(Excerpt provided)
My dad is deceased, and I haven’t many photos of him. He was a kind and loving soul. This gentle blue collar worker was a creative, sage man, who adored his family and lived with enthusiasm.
Dad has been gone 20 years and I still miss him. I share my dad’s demeanor.
My earliest memory was my mother putting me to bed hungry at three because I refused to eat beef stew. After what may have been hours of crying my father got me up. Snuck me into the bathroom where he fed me three malamar cookies with a glass of milk.Then tucked me back into bed with a kiss. At that moment I fell in love with my daddy who rescued me.At fifty years old I still hate beef stew!
As a teen I had lengthy discussions with my dad on a regular basis, and I still resort to the insight from those conversations. This man taught himself how to play the mouth organ, and had the most amazing speaking and singing voice. Women approached me years after his passing to express what an incredible dancer dad was. A natural athlete, dad watched sports regularly and had a deep passion for golf. He bowled, played bridge, and shuffle board. He curled, swam and could roller-skate. He was a man of amazing talents, and little esteem. He built a house, by himself, from the ground up, by reading a book. I’d say that was a pretty brave feat for a young man of 34 in the 50’s with no building experience.
My concerned dad informed me about sex as he saw me maturing way too early. He taught me about boys, and shared very important information regarding their behavior. I always felt safe telling my dad anything. When I was sad, he comforted me.Dad taught me how to dance. I remember as a tot gliding along on his feet to the music. I could hit a base ball as far as any guy, that to dads guidance. A few time he went roller skating with me, we sang together constantly and played cards too. A quiet man, he helped with housework when it wasn’t fashionable, he was kind to animals and children, and accepting of diversity. In the seventies he ate lunch with a shunned gay man named Henry. During their lunches together, dad learned so much about the gay life style. Dad would compassionately explain at dinner, the adversity Henry endured.
(End Excerpt provided)
• [Action item A]:
Reproduce the piece about Dad from "Dad has been" to "hate beef stew!".
• [Action item B]:
According to the piece about Dad, which musical instrument did the father teach himself to play?
(Given records)
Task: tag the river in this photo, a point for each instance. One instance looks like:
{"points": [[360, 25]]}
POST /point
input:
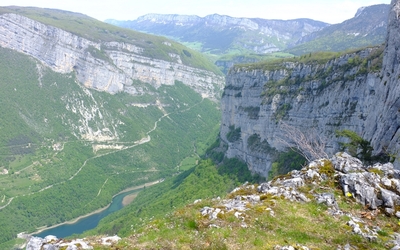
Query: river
{"points": [[90, 221]]}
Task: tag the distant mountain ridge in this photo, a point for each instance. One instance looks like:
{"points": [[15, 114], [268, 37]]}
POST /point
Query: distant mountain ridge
{"points": [[224, 35], [366, 28], [221, 34]]}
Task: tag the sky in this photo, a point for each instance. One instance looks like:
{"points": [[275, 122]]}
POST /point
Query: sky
{"points": [[329, 11]]}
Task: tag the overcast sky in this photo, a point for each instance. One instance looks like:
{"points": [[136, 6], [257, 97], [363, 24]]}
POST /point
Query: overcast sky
{"points": [[330, 11]]}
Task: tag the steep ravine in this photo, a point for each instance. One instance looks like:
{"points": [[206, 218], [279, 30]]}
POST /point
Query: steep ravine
{"points": [[318, 97]]}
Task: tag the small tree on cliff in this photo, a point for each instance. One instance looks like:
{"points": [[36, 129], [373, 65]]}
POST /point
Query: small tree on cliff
{"points": [[356, 145], [311, 146]]}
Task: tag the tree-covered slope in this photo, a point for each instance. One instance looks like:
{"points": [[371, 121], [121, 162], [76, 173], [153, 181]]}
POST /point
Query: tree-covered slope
{"points": [[368, 27], [66, 150]]}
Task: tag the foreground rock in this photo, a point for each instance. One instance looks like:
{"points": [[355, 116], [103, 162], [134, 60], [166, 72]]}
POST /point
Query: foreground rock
{"points": [[51, 242], [375, 187]]}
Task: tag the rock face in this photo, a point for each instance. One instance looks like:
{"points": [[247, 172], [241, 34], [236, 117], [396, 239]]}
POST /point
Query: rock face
{"points": [[315, 97], [375, 187], [104, 66]]}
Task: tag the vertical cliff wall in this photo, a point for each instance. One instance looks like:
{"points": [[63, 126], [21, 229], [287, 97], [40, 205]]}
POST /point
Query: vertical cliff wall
{"points": [[357, 91], [104, 66]]}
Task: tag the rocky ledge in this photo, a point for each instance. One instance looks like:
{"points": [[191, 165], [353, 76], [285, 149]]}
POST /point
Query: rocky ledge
{"points": [[51, 242], [376, 188]]}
(End Given records)
• [Response A]:
Dad has been gone 20 years and I still miss him. I share my dad’s demeanor.
My earliest memory was my mother putting me to bed hungry at three because I refused to eat beef stew. After what may have been hours of crying my father got me up. Snuck me into the bathroom where he fed me three malamar cookies with a glass of milk.Then tucked me back into bed with a kiss. At that moment I fell in love with my daddy who rescued me.At fifty years old I still hate beef stew!

• [Response B]:
The mouth organ.